** The problem **
Print exactly the lines from the one containing "Question. Locate the infield" through the last line of the listing, both included.

** Raw data **
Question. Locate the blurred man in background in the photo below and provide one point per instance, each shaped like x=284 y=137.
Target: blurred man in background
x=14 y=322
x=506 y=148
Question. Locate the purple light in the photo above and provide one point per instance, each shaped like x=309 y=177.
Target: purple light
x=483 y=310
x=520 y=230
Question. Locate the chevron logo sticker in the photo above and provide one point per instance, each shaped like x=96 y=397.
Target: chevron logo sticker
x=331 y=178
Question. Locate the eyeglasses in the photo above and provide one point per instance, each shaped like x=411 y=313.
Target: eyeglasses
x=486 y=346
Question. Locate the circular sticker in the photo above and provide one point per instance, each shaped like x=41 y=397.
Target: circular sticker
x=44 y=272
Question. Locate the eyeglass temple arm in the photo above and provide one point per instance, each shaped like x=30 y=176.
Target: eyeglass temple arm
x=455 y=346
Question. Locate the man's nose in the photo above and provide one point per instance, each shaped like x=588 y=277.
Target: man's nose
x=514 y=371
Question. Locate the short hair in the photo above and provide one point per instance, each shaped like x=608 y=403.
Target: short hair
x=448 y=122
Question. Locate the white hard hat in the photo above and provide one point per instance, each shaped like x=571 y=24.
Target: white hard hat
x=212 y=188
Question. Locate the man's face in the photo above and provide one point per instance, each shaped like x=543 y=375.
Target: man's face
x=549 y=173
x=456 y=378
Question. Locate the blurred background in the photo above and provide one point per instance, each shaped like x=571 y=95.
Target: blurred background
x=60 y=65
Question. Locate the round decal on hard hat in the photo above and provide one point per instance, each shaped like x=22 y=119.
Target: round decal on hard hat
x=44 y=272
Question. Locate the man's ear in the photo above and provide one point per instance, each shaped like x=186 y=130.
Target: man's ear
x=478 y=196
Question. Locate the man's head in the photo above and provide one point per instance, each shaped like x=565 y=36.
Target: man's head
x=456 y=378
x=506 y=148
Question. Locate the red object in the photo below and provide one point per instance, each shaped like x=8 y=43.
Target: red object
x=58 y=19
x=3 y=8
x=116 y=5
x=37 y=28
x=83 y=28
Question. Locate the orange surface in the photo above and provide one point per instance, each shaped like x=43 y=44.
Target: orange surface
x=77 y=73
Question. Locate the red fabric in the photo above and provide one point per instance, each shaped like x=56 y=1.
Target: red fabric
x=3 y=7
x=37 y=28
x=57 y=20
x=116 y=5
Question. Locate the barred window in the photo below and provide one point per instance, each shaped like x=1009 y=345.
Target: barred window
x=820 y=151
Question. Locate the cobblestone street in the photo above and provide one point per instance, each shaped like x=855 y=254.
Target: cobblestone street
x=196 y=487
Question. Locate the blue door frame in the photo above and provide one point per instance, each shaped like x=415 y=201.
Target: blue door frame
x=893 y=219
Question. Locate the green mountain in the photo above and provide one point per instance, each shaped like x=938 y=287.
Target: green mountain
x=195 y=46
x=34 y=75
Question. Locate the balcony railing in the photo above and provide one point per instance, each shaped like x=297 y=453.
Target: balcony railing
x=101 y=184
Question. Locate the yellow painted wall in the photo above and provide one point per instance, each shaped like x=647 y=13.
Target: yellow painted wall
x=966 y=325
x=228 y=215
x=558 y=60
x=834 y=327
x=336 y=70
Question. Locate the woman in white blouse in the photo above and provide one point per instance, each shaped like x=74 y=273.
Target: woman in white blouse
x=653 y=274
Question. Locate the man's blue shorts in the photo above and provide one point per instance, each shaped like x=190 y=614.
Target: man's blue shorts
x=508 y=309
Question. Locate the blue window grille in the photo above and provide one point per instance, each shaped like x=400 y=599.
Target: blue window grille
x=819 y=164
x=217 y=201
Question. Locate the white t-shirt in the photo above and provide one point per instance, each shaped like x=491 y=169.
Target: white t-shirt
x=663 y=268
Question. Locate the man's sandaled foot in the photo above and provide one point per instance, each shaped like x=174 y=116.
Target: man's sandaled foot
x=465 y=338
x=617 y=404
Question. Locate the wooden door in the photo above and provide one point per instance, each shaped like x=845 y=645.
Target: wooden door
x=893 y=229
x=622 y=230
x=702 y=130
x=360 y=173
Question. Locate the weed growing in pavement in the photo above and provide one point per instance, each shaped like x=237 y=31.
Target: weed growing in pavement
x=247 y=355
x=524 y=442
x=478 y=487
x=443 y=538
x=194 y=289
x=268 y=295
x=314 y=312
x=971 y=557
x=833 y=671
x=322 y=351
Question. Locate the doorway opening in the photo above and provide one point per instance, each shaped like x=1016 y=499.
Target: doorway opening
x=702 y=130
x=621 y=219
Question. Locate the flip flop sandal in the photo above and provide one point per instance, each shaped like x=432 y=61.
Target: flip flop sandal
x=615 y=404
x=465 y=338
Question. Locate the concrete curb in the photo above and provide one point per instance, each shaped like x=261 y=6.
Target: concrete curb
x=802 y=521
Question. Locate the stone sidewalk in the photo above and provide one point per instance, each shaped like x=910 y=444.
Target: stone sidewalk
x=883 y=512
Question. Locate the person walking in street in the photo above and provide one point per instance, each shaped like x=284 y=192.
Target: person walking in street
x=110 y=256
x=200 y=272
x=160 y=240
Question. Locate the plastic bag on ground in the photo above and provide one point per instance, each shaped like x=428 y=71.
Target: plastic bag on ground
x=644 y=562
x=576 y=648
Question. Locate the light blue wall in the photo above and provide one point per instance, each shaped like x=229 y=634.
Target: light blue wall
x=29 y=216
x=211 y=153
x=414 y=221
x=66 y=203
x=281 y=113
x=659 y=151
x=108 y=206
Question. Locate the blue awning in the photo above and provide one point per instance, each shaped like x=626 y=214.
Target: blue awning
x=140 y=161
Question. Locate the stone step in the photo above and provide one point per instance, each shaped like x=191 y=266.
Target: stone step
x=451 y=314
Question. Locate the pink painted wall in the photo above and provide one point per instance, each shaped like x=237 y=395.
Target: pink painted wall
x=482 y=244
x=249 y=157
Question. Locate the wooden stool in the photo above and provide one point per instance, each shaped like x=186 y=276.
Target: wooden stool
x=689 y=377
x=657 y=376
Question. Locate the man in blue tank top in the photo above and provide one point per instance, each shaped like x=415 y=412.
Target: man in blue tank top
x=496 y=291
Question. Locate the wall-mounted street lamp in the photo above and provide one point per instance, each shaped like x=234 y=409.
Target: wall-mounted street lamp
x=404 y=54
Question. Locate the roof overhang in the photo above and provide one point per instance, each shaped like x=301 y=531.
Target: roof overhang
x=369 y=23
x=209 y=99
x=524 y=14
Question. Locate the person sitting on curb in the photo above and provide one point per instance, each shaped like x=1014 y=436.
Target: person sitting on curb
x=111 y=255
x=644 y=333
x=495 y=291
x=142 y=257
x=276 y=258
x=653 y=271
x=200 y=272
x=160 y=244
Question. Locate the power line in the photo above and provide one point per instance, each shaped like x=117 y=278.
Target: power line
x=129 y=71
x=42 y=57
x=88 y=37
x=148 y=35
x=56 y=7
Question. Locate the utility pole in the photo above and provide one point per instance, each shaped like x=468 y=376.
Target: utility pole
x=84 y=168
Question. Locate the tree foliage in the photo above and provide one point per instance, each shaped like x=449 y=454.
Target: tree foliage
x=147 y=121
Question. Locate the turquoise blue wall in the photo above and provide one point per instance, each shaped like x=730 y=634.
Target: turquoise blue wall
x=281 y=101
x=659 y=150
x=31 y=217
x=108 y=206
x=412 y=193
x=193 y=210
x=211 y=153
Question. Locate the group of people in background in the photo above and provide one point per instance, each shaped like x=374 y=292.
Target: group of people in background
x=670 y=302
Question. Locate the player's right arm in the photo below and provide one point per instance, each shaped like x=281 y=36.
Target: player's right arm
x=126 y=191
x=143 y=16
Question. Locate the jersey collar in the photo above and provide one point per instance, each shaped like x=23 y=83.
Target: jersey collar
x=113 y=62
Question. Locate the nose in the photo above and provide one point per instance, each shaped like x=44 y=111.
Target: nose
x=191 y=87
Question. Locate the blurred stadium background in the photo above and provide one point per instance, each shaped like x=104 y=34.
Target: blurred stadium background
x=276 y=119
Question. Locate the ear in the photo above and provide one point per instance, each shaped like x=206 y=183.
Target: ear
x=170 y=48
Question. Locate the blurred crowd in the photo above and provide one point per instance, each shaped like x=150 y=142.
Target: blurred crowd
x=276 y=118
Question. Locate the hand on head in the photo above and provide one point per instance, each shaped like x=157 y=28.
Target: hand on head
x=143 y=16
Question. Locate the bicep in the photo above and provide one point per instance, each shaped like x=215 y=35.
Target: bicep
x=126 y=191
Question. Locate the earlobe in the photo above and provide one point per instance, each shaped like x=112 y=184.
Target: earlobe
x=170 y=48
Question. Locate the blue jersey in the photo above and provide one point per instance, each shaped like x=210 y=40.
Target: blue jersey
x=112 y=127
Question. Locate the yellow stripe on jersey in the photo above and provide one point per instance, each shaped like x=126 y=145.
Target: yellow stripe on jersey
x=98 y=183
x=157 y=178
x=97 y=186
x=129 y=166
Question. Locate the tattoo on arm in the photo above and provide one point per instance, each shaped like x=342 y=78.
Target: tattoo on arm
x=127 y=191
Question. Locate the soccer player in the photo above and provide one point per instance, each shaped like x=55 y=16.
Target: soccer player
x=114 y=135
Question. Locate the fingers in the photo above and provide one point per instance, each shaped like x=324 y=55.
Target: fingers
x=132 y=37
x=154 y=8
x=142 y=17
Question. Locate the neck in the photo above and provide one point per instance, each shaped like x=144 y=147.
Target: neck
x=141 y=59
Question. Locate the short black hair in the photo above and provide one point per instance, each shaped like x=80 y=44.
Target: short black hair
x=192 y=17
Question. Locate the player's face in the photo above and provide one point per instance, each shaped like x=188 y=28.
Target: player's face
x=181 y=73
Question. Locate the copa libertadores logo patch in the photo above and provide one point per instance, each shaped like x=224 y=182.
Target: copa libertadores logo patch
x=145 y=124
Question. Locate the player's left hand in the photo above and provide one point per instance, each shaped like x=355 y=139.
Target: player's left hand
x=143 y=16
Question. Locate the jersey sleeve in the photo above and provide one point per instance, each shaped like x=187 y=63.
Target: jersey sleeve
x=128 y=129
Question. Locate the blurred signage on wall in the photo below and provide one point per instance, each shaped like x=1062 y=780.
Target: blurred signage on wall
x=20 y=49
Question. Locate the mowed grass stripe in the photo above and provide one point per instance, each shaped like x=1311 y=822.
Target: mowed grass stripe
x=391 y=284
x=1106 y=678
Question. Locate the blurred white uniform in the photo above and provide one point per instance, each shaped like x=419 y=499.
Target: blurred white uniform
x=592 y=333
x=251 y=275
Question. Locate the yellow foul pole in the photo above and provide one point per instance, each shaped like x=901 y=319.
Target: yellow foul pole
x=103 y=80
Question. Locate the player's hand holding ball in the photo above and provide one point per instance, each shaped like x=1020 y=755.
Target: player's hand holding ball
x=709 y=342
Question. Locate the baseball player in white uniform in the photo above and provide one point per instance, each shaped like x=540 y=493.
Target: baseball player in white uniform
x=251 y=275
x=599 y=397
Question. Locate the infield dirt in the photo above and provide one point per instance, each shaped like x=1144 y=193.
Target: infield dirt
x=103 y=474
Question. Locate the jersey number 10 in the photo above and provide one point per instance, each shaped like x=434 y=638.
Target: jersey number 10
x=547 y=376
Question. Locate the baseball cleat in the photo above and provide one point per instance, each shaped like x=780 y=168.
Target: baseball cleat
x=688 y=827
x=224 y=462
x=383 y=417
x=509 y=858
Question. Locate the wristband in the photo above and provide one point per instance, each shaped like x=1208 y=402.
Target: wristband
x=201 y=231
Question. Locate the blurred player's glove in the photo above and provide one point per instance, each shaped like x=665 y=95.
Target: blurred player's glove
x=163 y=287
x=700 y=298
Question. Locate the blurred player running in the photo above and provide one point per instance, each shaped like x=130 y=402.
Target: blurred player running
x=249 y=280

** Complete output **
Question. Locate the infield dirt in the photo above and provide one point per instance, each shaped like x=1144 y=193.
Target: infield dirt
x=103 y=474
Question. Locate the jersey number 10 in the photo above and provide one point per instance, each shaped like x=434 y=638.
Target: jersey number 10
x=547 y=376
Question. Locate the baseball cleat in the photo above and provide one point per instance, each shaped like x=780 y=168.
Target: baseball cleat
x=688 y=827
x=224 y=462
x=383 y=417
x=509 y=858
Question. Locate the wristband in the photo above and provide one point per instance, each shaped like x=1208 y=402.
Target: wristband
x=201 y=231
Question. Locate the blurred player's glove in the photo above and provide one point per instance, each shaped like x=665 y=95.
Target: blurred player's glove
x=163 y=287
x=700 y=298
Question. Locate the blurred player running in the photo above and provide one point per instance, each shaped like x=130 y=402.
Target: blurred player running
x=249 y=280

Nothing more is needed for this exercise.